--- Start TASK MATERIAL ---

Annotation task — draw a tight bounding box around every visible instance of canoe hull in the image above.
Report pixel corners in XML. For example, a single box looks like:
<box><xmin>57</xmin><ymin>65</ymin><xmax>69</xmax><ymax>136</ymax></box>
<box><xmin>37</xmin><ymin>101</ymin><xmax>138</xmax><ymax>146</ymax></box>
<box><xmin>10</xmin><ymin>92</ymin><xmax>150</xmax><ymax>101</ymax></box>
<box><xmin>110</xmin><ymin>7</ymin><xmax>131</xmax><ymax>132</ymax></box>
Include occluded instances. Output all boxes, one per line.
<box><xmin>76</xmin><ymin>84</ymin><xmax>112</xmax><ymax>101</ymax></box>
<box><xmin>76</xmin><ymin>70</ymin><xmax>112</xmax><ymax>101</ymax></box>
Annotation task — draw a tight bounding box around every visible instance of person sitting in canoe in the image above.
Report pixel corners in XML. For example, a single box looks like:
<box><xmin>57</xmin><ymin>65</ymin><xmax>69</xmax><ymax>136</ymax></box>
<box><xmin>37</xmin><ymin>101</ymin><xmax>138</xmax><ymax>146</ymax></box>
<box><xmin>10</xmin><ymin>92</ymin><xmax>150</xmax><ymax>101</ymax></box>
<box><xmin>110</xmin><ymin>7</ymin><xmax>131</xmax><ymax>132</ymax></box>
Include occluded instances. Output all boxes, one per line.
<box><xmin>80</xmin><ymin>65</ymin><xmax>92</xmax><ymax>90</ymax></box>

--- End TASK MATERIAL ---

▶ [JOB]: Convert every line of the records above into a Markdown table with the columns "Row" and "Line," numbering the rows in order and skipping any blank lines.

▶ [RESULT OF THIS TASK]:
| Row | Line |
|---|---|
| 1 | Annotation task — draw a tight bounding box around every visible instance of canoe hull in the image above. |
| 2 | Report pixel corners in XML. For example, a single box looks like: |
| 3 | <box><xmin>57</xmin><ymin>65</ymin><xmax>69</xmax><ymax>136</ymax></box> |
| 4 | <box><xmin>37</xmin><ymin>101</ymin><xmax>138</xmax><ymax>146</ymax></box> |
| 5 | <box><xmin>10</xmin><ymin>92</ymin><xmax>150</xmax><ymax>101</ymax></box> |
| 6 | <box><xmin>110</xmin><ymin>7</ymin><xmax>131</xmax><ymax>132</ymax></box> |
| 7 | Include occluded instances. Output all boxes, one per line. |
| 8 | <box><xmin>76</xmin><ymin>84</ymin><xmax>112</xmax><ymax>101</ymax></box> |
| 9 | <box><xmin>76</xmin><ymin>70</ymin><xmax>112</xmax><ymax>101</ymax></box> |
| 10 | Annotation task — draw a tight bounding box around every visible instance of person sitting in canoe in the image above. |
| 11 | Report pixel corners in XML. For example, a single box looks like: |
| 12 | <box><xmin>57</xmin><ymin>65</ymin><xmax>69</xmax><ymax>136</ymax></box> |
| 13 | <box><xmin>37</xmin><ymin>101</ymin><xmax>138</xmax><ymax>146</ymax></box> |
| 14 | <box><xmin>10</xmin><ymin>92</ymin><xmax>150</xmax><ymax>101</ymax></box> |
| 15 | <box><xmin>110</xmin><ymin>7</ymin><xmax>131</xmax><ymax>132</ymax></box> |
| 16 | Include occluded instances. Output all boxes, one per line. |
| 17 | <box><xmin>80</xmin><ymin>65</ymin><xmax>92</xmax><ymax>90</ymax></box> |